Please repeat, from the entries that follow, the lines from the one containing "Query: snowy slope" through the one containing "Query: overcast sky" exactly, adding nothing.

• **Given entries**
============

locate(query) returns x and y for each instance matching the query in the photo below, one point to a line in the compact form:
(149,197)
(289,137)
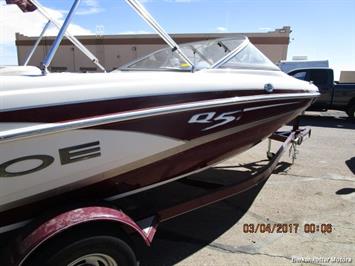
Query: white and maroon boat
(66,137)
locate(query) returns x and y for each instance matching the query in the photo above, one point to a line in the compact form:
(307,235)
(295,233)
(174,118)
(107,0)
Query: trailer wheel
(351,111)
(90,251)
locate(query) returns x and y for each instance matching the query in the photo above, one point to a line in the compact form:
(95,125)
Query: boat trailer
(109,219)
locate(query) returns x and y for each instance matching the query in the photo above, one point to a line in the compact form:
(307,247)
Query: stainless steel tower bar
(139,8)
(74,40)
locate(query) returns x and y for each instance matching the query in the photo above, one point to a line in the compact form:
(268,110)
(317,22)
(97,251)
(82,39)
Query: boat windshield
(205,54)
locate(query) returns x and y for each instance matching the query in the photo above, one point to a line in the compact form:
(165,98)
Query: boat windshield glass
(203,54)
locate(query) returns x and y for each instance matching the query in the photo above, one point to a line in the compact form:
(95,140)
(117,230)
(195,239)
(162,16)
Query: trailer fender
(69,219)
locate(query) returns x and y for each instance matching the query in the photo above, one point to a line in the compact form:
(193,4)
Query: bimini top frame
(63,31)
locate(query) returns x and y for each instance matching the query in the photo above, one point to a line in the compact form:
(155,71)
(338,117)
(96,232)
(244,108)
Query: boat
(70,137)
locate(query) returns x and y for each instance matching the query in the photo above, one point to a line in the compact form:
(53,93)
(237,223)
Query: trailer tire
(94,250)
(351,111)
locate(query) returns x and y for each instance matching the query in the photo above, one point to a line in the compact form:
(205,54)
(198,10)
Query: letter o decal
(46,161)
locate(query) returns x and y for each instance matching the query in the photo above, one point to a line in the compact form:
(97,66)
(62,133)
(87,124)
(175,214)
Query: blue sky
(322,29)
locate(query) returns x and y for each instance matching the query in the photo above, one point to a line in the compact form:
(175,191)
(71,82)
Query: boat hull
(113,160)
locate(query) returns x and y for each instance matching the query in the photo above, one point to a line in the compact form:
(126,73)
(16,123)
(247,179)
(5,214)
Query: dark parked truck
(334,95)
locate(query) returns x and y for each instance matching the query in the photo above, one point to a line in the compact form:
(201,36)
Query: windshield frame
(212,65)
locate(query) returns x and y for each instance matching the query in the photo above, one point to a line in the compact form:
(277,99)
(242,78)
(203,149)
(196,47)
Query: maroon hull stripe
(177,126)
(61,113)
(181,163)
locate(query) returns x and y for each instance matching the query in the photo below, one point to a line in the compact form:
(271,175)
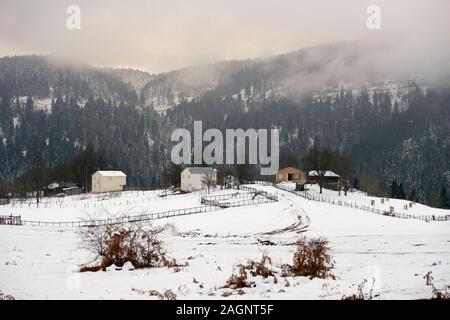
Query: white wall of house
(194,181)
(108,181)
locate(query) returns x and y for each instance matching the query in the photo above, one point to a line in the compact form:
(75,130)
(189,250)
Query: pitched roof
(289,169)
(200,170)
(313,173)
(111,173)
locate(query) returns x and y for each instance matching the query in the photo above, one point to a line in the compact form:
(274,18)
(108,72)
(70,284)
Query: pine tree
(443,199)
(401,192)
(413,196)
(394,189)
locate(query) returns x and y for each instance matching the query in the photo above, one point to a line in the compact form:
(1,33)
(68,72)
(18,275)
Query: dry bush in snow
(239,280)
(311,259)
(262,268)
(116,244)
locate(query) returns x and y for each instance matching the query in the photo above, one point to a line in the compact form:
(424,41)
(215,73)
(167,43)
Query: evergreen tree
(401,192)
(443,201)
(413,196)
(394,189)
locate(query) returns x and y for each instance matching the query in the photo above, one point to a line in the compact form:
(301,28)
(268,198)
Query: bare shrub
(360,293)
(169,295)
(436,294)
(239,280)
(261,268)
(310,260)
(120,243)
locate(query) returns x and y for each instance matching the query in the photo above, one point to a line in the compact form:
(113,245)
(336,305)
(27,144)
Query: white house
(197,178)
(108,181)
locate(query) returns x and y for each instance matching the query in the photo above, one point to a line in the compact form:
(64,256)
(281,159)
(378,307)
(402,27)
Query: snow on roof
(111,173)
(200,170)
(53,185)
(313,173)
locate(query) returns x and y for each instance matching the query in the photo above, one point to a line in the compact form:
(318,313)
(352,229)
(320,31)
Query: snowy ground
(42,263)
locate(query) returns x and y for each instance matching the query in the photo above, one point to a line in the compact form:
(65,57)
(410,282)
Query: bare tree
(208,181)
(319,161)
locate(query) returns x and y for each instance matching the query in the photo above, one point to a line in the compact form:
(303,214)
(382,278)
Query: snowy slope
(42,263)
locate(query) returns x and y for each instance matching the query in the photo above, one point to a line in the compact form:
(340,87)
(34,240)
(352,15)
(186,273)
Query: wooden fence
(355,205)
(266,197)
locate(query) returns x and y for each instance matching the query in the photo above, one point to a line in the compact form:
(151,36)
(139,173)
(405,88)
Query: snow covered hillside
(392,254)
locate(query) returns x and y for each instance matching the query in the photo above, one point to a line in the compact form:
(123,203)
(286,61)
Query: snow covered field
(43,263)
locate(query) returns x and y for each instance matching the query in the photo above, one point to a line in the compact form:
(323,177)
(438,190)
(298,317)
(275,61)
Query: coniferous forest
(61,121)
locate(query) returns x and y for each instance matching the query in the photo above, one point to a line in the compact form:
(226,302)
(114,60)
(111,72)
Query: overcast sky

============

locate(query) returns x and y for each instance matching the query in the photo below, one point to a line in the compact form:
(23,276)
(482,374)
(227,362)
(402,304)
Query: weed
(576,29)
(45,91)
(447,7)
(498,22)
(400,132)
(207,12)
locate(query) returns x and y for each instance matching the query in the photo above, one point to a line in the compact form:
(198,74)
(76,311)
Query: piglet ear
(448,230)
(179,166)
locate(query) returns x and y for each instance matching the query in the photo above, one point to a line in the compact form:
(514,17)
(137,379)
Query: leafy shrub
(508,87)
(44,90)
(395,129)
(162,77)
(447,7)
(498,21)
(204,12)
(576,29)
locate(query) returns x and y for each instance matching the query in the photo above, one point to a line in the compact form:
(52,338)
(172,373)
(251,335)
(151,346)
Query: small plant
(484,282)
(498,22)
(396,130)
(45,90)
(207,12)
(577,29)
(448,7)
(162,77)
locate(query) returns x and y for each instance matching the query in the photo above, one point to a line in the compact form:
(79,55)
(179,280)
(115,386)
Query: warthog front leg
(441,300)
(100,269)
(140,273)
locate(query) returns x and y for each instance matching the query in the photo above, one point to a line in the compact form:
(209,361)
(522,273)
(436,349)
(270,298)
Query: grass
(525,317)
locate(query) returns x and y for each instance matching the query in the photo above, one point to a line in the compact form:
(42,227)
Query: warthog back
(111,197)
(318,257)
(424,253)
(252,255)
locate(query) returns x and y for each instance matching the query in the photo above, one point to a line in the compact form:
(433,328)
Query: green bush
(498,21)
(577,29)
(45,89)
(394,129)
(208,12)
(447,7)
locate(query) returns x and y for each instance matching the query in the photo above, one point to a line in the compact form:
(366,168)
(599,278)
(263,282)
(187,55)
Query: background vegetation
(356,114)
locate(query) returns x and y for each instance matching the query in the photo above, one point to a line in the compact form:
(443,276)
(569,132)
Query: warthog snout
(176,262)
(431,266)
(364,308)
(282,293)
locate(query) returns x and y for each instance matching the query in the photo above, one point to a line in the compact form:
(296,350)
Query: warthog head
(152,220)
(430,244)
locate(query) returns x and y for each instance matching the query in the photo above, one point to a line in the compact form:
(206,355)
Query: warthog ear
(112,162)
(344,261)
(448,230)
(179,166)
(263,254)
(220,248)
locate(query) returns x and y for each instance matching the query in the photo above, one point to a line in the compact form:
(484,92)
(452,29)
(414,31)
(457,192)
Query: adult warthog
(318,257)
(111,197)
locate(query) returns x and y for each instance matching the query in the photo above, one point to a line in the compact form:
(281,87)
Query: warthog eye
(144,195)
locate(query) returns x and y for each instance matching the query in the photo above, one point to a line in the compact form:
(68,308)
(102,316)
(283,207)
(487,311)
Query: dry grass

============

• **Solution below**
Query: snowy slope
(42,263)
locate(query) returns x and y for each instance matching the query in the photo above, one point to a line in the compact form:
(340,87)
(34,240)
(352,15)
(186,273)
Query: wooden fence
(355,205)
(266,197)
locate(query) returns x and y for each instance matching the query in the photo above, one point to a line in the compact form:
(151,36)
(139,173)
(405,88)
Query: snow covered hillside
(392,254)
locate(query) returns x and y for each instance matching the query in the photo above, one point to a line in the compact form:
(123,203)
(286,61)
Query: snow covered field
(43,263)
locate(query) returns x and y for each instance matching the query in the photo above, one point to a line in the compact form:
(323,177)
(438,190)
(298,317)
(275,61)
Query: coniferous forest
(61,121)
locate(query) returns x and y for each instance matching the query in the photo above, one point to a line in the compact form:
(226,302)
(114,60)
(111,72)
Query: overcast sky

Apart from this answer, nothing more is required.